= Given problem =
Output the data that follows exactly, line for line.

Location annotation dataset excerpts:
────────────────────

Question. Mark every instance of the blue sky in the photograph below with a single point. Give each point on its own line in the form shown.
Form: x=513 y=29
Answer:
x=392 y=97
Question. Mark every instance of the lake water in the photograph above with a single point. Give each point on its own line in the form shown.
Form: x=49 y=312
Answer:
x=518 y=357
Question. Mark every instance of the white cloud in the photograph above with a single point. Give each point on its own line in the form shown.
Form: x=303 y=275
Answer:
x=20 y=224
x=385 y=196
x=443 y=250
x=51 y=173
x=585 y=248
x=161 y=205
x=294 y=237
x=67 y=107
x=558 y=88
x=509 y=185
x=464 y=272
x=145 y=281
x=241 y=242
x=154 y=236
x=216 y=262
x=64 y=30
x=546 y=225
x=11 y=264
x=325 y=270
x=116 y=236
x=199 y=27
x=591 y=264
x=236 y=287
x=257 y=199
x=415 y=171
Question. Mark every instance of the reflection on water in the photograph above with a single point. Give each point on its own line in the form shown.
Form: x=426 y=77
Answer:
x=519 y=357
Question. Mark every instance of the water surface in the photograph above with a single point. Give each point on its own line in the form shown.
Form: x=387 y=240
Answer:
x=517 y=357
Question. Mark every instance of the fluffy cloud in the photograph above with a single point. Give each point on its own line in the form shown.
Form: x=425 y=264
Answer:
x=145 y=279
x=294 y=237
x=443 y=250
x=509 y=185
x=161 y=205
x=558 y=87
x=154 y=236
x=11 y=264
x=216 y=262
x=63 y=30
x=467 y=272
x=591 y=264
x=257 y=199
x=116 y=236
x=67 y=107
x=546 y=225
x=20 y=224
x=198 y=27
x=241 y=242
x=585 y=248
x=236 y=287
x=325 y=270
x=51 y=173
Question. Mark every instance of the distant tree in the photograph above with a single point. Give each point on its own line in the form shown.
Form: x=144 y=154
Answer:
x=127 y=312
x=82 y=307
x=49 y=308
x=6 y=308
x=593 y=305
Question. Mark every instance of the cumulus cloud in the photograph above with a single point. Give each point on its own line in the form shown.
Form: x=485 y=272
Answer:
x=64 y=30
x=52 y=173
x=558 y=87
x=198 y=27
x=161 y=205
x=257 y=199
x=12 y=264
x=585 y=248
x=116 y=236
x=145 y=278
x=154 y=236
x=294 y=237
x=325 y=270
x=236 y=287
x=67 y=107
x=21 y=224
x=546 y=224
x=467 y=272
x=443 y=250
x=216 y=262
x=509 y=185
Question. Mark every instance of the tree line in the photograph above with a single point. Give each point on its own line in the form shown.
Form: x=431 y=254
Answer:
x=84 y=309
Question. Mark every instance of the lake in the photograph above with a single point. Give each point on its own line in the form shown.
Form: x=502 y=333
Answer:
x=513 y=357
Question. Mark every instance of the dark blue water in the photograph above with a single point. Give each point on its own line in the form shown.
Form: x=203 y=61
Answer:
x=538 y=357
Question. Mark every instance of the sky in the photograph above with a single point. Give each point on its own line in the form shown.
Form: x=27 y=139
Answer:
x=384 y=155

────────────────────

= Finished exercise =
Question. Mark every instance of the blue sky in the photograph below with a single point. Give each point on its own line in the form shown.
Form: x=513 y=29
Answer:
x=392 y=97
Question. Mark every instance of the lake water in the photograph above with a single point. Give each point on its own line in the form shown.
Form: x=49 y=312
Answer:
x=518 y=357
Question. Mark every instance of the white cloud in the photograph above with a single point. Give each point on its own line in the form shown.
Form: x=303 y=275
Answer:
x=20 y=224
x=385 y=196
x=443 y=250
x=51 y=173
x=585 y=248
x=161 y=205
x=294 y=237
x=67 y=107
x=558 y=88
x=509 y=185
x=464 y=272
x=145 y=281
x=241 y=242
x=154 y=236
x=216 y=262
x=64 y=30
x=546 y=225
x=11 y=264
x=325 y=270
x=116 y=236
x=199 y=27
x=591 y=264
x=236 y=287
x=257 y=199
x=415 y=171
Question. Mark every instance of the reflection on water in the photograph above with a single point. Give each point on its own line in the form shown.
Form: x=426 y=77
Answer:
x=519 y=357
Question. Mark every instance of the water surface in the photograph above with a single point. Give each point on its own line in the form shown.
Form: x=387 y=240
Answer:
x=517 y=357
Question. Mark every instance of the fluffy cloud in the photograph above with a single point. Give each point on its own line in the form shown.
Form: x=425 y=264
Answer:
x=145 y=279
x=294 y=237
x=443 y=250
x=509 y=185
x=161 y=205
x=558 y=87
x=154 y=236
x=11 y=264
x=216 y=262
x=63 y=30
x=467 y=272
x=591 y=264
x=257 y=199
x=116 y=236
x=67 y=107
x=546 y=225
x=20 y=224
x=198 y=27
x=241 y=242
x=585 y=248
x=236 y=287
x=325 y=270
x=51 y=173
Question. Mark every instance of the distant tree in the photograph above with a single point. Give each point on its own line in the form shown.
Form: x=144 y=154
Answer:
x=127 y=312
x=82 y=307
x=49 y=308
x=6 y=308
x=593 y=305
Question. Mark every instance of the cumulus cloud in the photograph above with a single point. Give each point on its own line in the form shown.
Form: x=485 y=272
Answer:
x=64 y=30
x=52 y=173
x=558 y=87
x=198 y=27
x=161 y=205
x=257 y=199
x=12 y=264
x=585 y=248
x=116 y=236
x=145 y=278
x=154 y=236
x=294 y=237
x=325 y=270
x=236 y=287
x=67 y=107
x=21 y=224
x=546 y=224
x=467 y=272
x=443 y=250
x=216 y=262
x=509 y=185
Question. Mark every instance of the tree line in the photograph above with a single point. Give each point on its own line in the form shown.
Form: x=431 y=254
Answer:
x=84 y=309
Question. Mark every instance of the lake in the photograph above with a single point. Give each point on its own line in the form shown.
Form: x=502 y=333
Answer:
x=513 y=357
Question. Mark every instance of the dark blue water in the photograph above with a single point. Give each point on its own line in the form shown.
Form: x=203 y=61
Answer:
x=538 y=357
Question. Mark every instance of the sky in the photograph above with a single point. Give each point on its own line in the form shown.
Form: x=27 y=139
Answer:
x=384 y=155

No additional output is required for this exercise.